Collected data entries

====

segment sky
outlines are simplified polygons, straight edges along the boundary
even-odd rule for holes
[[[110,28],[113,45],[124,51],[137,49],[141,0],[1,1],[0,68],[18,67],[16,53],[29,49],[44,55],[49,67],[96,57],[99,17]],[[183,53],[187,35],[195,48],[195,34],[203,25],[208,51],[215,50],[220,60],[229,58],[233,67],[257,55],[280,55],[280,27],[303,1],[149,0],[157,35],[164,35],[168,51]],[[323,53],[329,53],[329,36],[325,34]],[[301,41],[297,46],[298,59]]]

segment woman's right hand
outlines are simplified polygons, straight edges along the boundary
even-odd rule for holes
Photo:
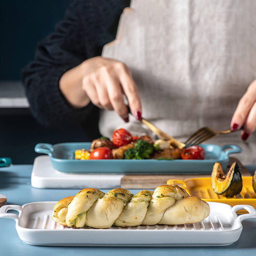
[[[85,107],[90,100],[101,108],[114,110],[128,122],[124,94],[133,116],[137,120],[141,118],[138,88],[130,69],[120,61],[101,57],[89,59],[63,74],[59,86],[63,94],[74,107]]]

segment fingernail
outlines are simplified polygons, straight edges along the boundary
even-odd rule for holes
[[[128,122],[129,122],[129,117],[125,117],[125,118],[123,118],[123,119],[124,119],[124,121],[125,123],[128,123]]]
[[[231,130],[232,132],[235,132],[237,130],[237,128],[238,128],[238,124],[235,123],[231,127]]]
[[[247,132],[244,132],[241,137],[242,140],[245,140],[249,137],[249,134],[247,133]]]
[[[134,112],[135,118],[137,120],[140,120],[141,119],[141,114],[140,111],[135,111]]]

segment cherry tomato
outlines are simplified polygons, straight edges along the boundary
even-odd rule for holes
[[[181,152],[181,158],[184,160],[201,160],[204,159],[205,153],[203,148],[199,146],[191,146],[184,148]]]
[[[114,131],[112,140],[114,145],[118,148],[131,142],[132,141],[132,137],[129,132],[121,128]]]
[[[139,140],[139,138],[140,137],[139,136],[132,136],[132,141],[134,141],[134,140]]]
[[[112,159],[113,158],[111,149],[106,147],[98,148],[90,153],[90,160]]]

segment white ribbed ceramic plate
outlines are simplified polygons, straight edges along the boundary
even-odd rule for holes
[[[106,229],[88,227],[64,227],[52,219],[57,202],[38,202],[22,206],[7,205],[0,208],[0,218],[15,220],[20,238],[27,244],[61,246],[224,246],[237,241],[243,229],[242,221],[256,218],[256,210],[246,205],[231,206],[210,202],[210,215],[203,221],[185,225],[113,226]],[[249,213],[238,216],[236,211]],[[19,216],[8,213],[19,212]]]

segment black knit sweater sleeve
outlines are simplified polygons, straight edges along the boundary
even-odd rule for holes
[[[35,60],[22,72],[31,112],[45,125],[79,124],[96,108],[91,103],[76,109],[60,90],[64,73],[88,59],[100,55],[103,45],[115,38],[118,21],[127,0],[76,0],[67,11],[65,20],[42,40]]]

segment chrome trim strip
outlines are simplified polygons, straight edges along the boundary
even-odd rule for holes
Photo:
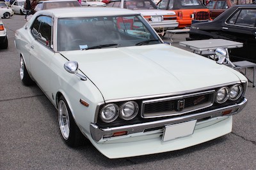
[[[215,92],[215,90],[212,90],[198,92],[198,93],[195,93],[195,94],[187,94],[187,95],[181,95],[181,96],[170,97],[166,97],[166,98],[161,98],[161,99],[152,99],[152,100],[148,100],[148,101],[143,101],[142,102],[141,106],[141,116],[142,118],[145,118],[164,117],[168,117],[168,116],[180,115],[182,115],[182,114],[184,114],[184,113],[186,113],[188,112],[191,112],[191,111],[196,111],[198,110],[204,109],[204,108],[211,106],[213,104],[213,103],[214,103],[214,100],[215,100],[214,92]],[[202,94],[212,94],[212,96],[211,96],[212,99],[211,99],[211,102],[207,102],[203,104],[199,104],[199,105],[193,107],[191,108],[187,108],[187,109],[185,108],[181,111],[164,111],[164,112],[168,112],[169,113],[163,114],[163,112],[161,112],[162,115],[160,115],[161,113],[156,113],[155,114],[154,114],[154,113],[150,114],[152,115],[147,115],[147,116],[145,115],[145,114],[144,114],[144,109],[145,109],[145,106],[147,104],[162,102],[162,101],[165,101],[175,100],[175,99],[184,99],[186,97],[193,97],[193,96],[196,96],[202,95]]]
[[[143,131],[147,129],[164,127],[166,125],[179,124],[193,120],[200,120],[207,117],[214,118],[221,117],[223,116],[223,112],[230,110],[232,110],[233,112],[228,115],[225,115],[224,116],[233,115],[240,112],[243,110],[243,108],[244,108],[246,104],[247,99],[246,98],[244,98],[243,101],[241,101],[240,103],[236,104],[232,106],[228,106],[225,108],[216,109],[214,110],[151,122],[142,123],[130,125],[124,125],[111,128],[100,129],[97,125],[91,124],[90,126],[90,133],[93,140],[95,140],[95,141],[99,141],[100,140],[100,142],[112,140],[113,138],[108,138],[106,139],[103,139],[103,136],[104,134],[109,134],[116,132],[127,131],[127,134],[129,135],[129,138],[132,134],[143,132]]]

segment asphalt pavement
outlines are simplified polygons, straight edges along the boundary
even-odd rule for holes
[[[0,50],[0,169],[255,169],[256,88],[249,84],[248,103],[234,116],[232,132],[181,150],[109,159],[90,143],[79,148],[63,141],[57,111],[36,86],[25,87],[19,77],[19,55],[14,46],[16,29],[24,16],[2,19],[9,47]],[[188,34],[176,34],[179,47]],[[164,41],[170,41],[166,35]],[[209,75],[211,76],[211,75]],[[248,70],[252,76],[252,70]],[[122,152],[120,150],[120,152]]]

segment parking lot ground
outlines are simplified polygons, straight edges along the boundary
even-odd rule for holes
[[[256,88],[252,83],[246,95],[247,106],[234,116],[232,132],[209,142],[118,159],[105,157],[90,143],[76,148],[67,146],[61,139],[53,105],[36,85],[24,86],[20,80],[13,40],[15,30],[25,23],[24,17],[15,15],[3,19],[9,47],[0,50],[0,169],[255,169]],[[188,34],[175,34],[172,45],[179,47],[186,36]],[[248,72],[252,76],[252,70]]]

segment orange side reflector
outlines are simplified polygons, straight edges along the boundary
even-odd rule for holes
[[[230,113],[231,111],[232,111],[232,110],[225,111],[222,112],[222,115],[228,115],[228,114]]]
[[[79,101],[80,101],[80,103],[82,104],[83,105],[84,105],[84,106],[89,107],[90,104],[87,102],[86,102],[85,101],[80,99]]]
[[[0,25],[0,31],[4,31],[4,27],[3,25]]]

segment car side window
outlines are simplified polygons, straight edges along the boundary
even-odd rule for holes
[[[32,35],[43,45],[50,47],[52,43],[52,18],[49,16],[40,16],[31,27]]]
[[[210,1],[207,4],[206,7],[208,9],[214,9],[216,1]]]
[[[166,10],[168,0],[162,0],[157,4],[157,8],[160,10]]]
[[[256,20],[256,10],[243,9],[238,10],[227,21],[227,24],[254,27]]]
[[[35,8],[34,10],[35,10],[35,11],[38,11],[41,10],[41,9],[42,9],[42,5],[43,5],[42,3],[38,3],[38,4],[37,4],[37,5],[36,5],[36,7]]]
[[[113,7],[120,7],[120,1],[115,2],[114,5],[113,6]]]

====

» Directions for this task
Please write these lines out again, switching "even-odd rule" to "nonzero winding rule" and leaving everything else as it is. Omit the pictures from your answer.

» Task response
segment sky
outlines are simplified polygons, straight edges along the boundary
nonzero winding rule for holes
[[[110,28],[113,45],[124,51],[137,49],[141,0],[1,1],[0,68],[18,67],[16,53],[29,49],[44,55],[49,67],[96,57],[99,17]],[[183,53],[187,35],[195,48],[195,34],[203,25],[208,51],[215,50],[220,60],[229,58],[233,67],[257,55],[280,55],[280,27],[303,1],[149,0],[157,35],[164,35],[168,51]],[[323,53],[329,53],[329,36],[325,34]],[[301,41],[297,46],[298,59]]]

segment woman's right hand
outlines are simplified polygons, straight edges along the boundary
nonzero winding rule for holes
Photo:
[[[85,107],[90,100],[101,108],[114,110],[128,122],[124,94],[133,116],[137,120],[141,118],[138,88],[130,69],[120,61],[101,57],[89,59],[63,74],[59,86],[63,94],[74,107]]]

segment fingernail
outlines are simplified polygons, straight edges along the boundary
nonzero winding rule for holes
[[[128,122],[129,122],[129,117],[125,117],[125,118],[123,118],[123,119],[124,119],[124,121],[125,123],[128,123]]]
[[[231,130],[232,132],[235,132],[237,130],[237,128],[238,128],[238,124],[235,123],[231,127]]]
[[[247,132],[244,132],[241,137],[242,140],[245,140],[249,137],[249,134],[247,133]]]
[[[134,112],[135,118],[137,120],[140,120],[141,119],[141,114],[140,111],[135,111]]]

segment cherry tomato
outlines are simplified polygons, straight edges along the boundary
nonzero winding rule for holes
[[[181,152],[181,158],[184,160],[201,160],[204,159],[205,153],[203,148],[199,146],[191,146],[184,148]]]
[[[114,131],[112,140],[114,145],[118,148],[131,142],[132,141],[132,137],[129,132],[121,128]]]
[[[139,140],[139,138],[140,137],[139,136],[132,136],[132,141],[134,141],[134,140]]]
[[[112,159],[113,158],[111,149],[106,147],[98,148],[90,153],[90,160]]]

segment white ribbed ceramic plate
outlines are simplified polygons, straight edges along the boundary
nonzero winding rule for holes
[[[106,229],[88,227],[64,227],[52,219],[57,202],[38,202],[22,206],[7,205],[0,208],[0,218],[15,220],[20,238],[27,244],[61,246],[224,246],[237,241],[243,229],[242,221],[256,218],[256,210],[246,205],[231,206],[210,202],[210,215],[203,221],[185,225],[113,226]],[[249,213],[238,216],[236,211]],[[19,216],[8,213],[19,212]]]

segment black knit sweater sleeve
outlines are simplified polygons, straight edges along the boundary
nonzero winding rule for holes
[[[35,60],[22,72],[31,112],[45,125],[79,124],[96,108],[91,103],[76,109],[60,90],[64,73],[88,59],[100,55],[103,45],[115,38],[118,21],[127,0],[76,0],[67,11],[65,20],[42,40]]]

segment chrome trim strip
outlines are simplified polygons, straight edges along the boundary
nonzero winding rule for holes
Photo:
[[[215,92],[215,90],[212,90],[198,92],[198,93],[195,93],[195,94],[187,94],[187,95],[181,95],[181,96],[170,97],[166,97],[166,98],[161,98],[161,99],[152,99],[152,100],[148,100],[148,101],[143,101],[142,102],[141,106],[141,116],[142,118],[145,118],[164,117],[168,117],[168,116],[180,115],[182,115],[182,114],[184,114],[184,113],[186,113],[188,112],[191,112],[191,111],[196,111],[198,110],[204,109],[204,108],[211,106],[213,104],[213,103],[214,103],[214,100],[215,100],[214,92]],[[202,94],[212,94],[212,96],[211,96],[212,99],[211,99],[211,102],[207,102],[203,104],[199,104],[199,105],[193,107],[191,108],[187,108],[187,109],[185,108],[181,111],[164,111],[164,112],[168,112],[169,113],[163,114],[163,112],[161,112],[162,115],[160,115],[161,113],[156,113],[155,114],[154,114],[154,113],[150,114],[152,115],[147,115],[147,116],[145,115],[145,114],[144,114],[144,109],[145,109],[145,106],[147,104],[162,102],[162,101],[165,101],[175,100],[175,99],[184,99],[186,97],[193,97],[193,96],[196,96],[202,95]]]
[[[143,131],[147,129],[164,127],[166,125],[179,124],[193,120],[200,120],[207,117],[214,118],[221,117],[223,116],[223,112],[230,110],[232,110],[233,112],[228,115],[225,115],[224,116],[233,115],[240,112],[243,110],[243,108],[244,108],[246,104],[247,99],[246,98],[244,98],[243,101],[241,101],[240,103],[236,104],[232,106],[228,106],[225,108],[216,109],[214,110],[151,122],[142,123],[130,125],[124,125],[111,128],[100,129],[97,125],[91,124],[90,126],[90,133],[93,140],[95,140],[95,141],[99,141],[100,140],[100,142],[112,140],[113,138],[108,138],[106,139],[103,139],[103,136],[104,134],[109,134],[116,132],[127,131],[127,134],[129,135],[129,138],[132,134],[143,132]]]

segment asphalt pavement
outlines are simplified polygons, straight edges along the boundary
nonzero winding rule for holes
[[[0,50],[0,169],[255,169],[256,88],[249,84],[248,103],[234,116],[232,132],[181,150],[109,159],[90,143],[79,148],[63,141],[57,111],[36,86],[25,87],[19,77],[19,55],[14,46],[16,29],[24,16],[2,19],[9,47]],[[188,34],[176,34],[179,47]],[[164,41],[170,41],[166,35]],[[209,75],[211,76],[211,75]],[[248,70],[252,76],[252,70]],[[122,152],[120,150],[120,152]]]

segment parking lot ground
outlines are simplified polygons, straight edges along the boundary
nonzero winding rule for holes
[[[256,88],[252,83],[246,95],[247,106],[234,116],[232,132],[209,142],[118,159],[105,157],[90,143],[76,148],[67,146],[61,139],[53,105],[36,85],[24,86],[20,80],[13,40],[15,30],[25,23],[24,17],[15,15],[3,19],[9,47],[0,50],[0,169],[255,169]],[[188,34],[175,34],[172,45],[179,47],[186,36]],[[248,72],[252,76],[252,70]]]

segment orange side reflector
outlines are simplified polygons, straight edges along the boundary
nonzero winding rule for holes
[[[230,113],[231,111],[232,111],[232,110],[225,111],[222,112],[222,115],[228,115],[228,114]]]
[[[79,101],[80,101],[80,103],[82,104],[83,105],[84,105],[84,106],[89,107],[90,104],[87,102],[86,102],[85,101],[80,99]]]
[[[0,25],[0,31],[4,31],[4,27],[3,25]]]

segment car side window
outlines are simplified polygons, straight edges along the boundary
nonzero winding rule for holes
[[[32,35],[43,45],[50,47],[52,43],[52,18],[49,16],[40,16],[31,27]]]
[[[210,1],[207,4],[206,7],[208,9],[214,9],[216,1]]]
[[[166,10],[168,0],[162,0],[157,4],[157,8],[160,10]]]
[[[256,20],[256,10],[243,9],[238,10],[227,21],[227,24],[254,27]]]
[[[35,8],[34,10],[35,10],[35,11],[38,11],[41,10],[41,9],[42,9],[42,5],[43,5],[42,3],[38,3],[38,4],[37,4],[37,5],[36,5],[36,7]]]
[[[113,7],[120,7],[120,1],[115,2],[114,5],[113,6]]]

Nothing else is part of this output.